Saved data entries:
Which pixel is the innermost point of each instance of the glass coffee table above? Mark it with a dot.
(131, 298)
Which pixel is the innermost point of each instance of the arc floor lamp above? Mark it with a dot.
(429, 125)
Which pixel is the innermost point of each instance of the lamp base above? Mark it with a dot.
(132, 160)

* * *

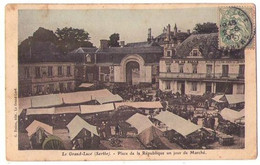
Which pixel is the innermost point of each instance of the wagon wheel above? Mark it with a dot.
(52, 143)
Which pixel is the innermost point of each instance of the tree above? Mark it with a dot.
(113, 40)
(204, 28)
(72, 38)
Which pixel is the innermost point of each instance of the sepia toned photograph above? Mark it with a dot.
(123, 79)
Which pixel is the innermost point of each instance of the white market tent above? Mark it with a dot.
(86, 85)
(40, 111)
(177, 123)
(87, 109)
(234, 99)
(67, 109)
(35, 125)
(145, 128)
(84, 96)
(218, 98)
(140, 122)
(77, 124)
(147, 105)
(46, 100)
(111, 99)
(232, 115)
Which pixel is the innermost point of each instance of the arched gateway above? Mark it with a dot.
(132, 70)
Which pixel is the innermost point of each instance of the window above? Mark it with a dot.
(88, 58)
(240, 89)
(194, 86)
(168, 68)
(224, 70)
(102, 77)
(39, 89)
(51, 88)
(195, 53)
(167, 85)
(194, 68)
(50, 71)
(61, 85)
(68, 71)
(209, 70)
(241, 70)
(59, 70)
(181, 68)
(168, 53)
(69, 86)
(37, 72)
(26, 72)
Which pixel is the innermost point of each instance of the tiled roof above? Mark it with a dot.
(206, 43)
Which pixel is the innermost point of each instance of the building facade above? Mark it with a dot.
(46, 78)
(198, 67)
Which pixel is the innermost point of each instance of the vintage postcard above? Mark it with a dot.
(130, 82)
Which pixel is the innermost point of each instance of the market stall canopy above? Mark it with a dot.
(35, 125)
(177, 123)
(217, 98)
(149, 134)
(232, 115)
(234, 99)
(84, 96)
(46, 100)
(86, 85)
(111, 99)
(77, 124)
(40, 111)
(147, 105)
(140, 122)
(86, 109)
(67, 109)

* * *

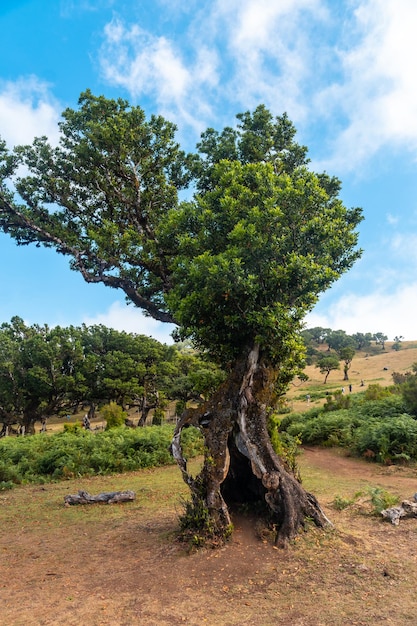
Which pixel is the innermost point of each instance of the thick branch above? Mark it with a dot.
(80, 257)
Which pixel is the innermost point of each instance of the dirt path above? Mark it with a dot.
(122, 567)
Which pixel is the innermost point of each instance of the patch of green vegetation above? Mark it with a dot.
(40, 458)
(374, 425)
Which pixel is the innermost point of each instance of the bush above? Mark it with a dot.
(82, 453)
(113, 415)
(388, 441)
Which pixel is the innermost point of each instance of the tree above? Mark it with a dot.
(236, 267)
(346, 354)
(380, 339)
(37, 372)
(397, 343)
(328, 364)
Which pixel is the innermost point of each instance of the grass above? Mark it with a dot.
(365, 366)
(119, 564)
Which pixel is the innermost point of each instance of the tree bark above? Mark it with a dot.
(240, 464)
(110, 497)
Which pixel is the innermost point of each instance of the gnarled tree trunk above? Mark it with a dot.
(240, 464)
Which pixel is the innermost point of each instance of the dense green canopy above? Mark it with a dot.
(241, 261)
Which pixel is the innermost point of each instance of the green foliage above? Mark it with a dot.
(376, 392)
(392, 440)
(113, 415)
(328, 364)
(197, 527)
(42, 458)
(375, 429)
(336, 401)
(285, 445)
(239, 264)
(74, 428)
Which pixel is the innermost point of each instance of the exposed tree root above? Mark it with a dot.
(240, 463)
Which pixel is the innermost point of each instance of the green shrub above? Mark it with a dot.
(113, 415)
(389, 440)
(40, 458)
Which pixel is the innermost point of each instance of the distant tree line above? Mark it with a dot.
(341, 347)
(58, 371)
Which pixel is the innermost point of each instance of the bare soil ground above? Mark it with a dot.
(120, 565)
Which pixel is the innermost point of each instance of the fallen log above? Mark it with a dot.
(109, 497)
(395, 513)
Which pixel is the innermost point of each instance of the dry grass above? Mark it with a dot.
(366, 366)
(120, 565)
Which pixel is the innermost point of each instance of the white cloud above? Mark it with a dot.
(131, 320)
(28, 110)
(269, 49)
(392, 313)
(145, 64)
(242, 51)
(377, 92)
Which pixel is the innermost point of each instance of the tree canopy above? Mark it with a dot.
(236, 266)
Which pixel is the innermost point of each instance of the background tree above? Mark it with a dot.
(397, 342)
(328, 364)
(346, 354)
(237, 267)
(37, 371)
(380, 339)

# PROBLEM:
Show every line of the listing that contains the word "market". Case matters when you match it.

# OUTPUT:
Which pixel is the innermost point of each instance of the white market tent above? Mark it with a dot.
Which pixel is the innermost point of each instance of the market stall canopy above? Mark it with a dot.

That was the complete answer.